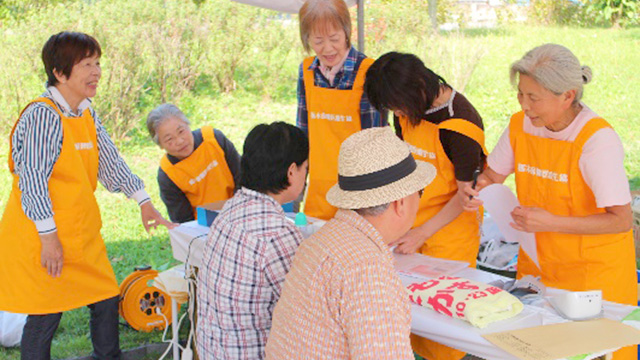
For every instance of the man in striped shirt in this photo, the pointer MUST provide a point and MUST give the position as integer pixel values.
(342, 298)
(251, 246)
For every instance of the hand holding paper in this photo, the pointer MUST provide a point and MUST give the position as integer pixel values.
(532, 219)
(500, 202)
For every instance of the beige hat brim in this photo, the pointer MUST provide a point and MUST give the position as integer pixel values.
(422, 176)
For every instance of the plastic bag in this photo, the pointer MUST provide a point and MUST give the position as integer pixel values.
(495, 252)
(11, 326)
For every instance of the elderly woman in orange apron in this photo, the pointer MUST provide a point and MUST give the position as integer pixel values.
(53, 257)
(331, 103)
(443, 128)
(570, 180)
(200, 166)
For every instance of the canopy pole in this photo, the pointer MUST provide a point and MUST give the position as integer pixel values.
(361, 26)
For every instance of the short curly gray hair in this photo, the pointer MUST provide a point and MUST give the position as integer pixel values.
(554, 67)
(158, 115)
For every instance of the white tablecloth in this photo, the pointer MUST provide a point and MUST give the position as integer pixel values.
(188, 239)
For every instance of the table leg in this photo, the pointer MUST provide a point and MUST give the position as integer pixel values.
(174, 329)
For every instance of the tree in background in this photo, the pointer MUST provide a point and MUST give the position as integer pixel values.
(617, 12)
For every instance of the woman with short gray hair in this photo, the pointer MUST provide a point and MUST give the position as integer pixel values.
(570, 179)
(200, 166)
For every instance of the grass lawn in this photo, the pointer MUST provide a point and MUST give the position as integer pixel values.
(614, 94)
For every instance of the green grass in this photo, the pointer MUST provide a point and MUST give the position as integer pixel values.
(614, 94)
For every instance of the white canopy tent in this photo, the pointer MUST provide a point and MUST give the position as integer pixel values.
(292, 7)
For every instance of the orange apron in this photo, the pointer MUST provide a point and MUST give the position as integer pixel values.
(203, 176)
(87, 276)
(458, 240)
(334, 115)
(548, 176)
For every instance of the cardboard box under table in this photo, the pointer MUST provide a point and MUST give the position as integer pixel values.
(187, 241)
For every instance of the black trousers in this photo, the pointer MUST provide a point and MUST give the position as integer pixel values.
(39, 329)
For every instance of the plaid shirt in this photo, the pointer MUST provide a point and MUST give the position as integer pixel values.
(249, 250)
(369, 116)
(342, 299)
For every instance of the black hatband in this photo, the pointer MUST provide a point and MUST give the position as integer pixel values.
(378, 178)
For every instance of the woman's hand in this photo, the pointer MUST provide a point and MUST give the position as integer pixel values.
(51, 256)
(151, 218)
(413, 240)
(469, 194)
(532, 219)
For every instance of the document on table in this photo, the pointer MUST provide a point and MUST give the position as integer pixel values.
(423, 266)
(563, 340)
(500, 201)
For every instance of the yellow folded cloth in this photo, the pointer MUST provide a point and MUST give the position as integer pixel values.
(478, 303)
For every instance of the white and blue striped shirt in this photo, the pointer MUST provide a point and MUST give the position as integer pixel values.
(37, 142)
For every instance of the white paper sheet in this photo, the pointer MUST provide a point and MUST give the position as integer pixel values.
(500, 201)
(426, 267)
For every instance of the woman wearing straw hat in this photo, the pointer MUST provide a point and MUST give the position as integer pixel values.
(570, 180)
(342, 298)
(443, 128)
(331, 105)
(53, 256)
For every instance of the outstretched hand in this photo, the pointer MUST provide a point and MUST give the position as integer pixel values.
(469, 194)
(51, 256)
(151, 218)
(532, 219)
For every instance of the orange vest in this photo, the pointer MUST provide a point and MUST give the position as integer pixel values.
(458, 240)
(87, 276)
(548, 176)
(334, 115)
(203, 176)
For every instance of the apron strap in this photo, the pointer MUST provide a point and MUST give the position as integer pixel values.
(590, 128)
(307, 75)
(207, 133)
(41, 99)
(362, 73)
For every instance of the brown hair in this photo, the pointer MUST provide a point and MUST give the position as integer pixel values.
(317, 14)
(65, 49)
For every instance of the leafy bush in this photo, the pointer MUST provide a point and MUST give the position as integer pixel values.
(616, 12)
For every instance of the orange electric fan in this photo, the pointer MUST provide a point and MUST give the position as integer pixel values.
(143, 306)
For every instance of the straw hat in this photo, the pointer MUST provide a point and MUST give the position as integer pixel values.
(375, 167)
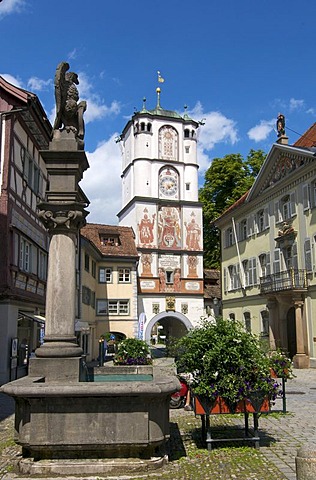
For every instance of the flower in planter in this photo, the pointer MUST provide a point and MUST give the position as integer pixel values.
(132, 351)
(226, 361)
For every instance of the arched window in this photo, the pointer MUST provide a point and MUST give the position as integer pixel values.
(168, 143)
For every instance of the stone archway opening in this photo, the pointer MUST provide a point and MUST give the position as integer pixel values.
(165, 327)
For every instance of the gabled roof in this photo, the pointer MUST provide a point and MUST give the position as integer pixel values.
(28, 106)
(308, 139)
(126, 248)
(281, 161)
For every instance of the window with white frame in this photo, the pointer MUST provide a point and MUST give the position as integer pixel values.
(264, 323)
(245, 266)
(264, 263)
(25, 255)
(262, 220)
(286, 208)
(229, 237)
(276, 261)
(234, 278)
(308, 255)
(101, 306)
(105, 275)
(313, 194)
(306, 197)
(243, 229)
(252, 269)
(118, 307)
(124, 275)
(247, 321)
(86, 262)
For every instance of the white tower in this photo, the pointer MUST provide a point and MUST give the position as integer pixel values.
(160, 202)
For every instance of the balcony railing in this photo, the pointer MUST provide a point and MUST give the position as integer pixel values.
(292, 279)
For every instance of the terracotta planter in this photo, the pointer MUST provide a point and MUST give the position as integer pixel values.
(205, 406)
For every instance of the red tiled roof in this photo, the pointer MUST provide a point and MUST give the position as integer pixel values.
(308, 139)
(127, 248)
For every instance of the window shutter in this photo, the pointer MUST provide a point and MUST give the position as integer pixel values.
(277, 212)
(225, 279)
(293, 204)
(306, 197)
(250, 226)
(268, 265)
(294, 256)
(266, 217)
(276, 263)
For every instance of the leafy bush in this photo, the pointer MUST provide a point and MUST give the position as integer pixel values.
(281, 364)
(132, 351)
(225, 360)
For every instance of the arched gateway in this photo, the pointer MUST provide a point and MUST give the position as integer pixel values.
(175, 325)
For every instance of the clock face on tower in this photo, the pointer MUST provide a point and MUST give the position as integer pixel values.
(168, 183)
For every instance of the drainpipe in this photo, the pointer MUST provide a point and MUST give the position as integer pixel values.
(242, 274)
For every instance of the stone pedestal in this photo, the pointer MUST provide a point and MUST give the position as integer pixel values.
(306, 462)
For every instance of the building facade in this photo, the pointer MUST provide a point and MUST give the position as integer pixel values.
(108, 286)
(24, 132)
(160, 203)
(268, 251)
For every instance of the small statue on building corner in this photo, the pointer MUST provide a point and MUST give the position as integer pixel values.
(281, 125)
(69, 113)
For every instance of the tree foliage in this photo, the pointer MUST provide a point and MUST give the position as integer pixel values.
(226, 180)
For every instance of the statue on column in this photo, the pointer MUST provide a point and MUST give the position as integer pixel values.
(69, 113)
(281, 125)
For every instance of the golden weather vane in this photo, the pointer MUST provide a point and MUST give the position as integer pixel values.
(160, 80)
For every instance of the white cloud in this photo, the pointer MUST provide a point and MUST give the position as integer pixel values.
(11, 79)
(96, 108)
(11, 6)
(296, 104)
(37, 84)
(216, 129)
(102, 183)
(261, 132)
(73, 54)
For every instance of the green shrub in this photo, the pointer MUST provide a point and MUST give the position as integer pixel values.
(132, 351)
(225, 360)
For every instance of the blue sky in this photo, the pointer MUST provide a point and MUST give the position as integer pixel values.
(235, 63)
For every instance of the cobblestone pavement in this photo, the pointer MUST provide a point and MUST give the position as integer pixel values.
(281, 435)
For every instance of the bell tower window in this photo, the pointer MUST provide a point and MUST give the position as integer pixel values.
(168, 143)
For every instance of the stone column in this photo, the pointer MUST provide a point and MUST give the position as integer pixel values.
(300, 359)
(63, 214)
(272, 306)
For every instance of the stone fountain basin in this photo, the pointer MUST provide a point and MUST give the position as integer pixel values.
(91, 420)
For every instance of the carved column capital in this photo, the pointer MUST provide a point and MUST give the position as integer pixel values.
(67, 218)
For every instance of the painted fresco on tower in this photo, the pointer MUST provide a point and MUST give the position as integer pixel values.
(193, 233)
(168, 183)
(169, 228)
(146, 228)
(169, 273)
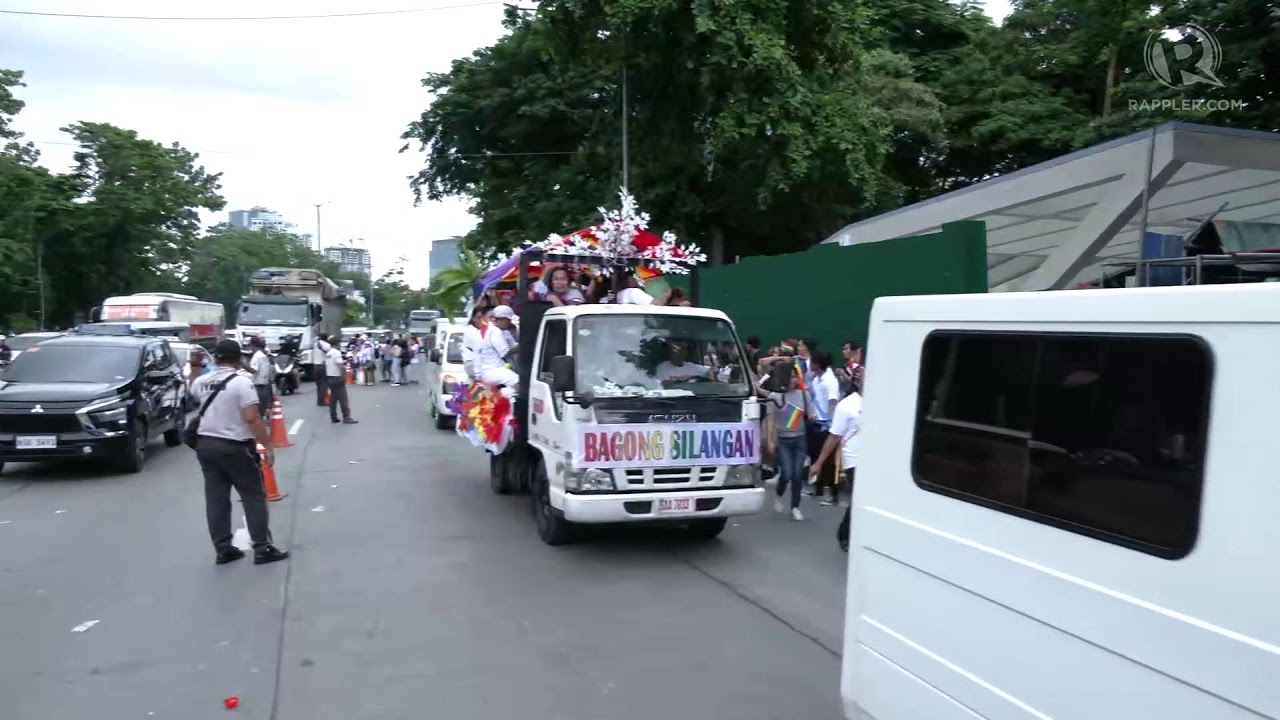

STATED GOAL | Count the lines of the items above that contain the string "straw", treating uppercase and lowercase letters as distinct. Reply with the number alone.

WRITTEN RESPONSE | 2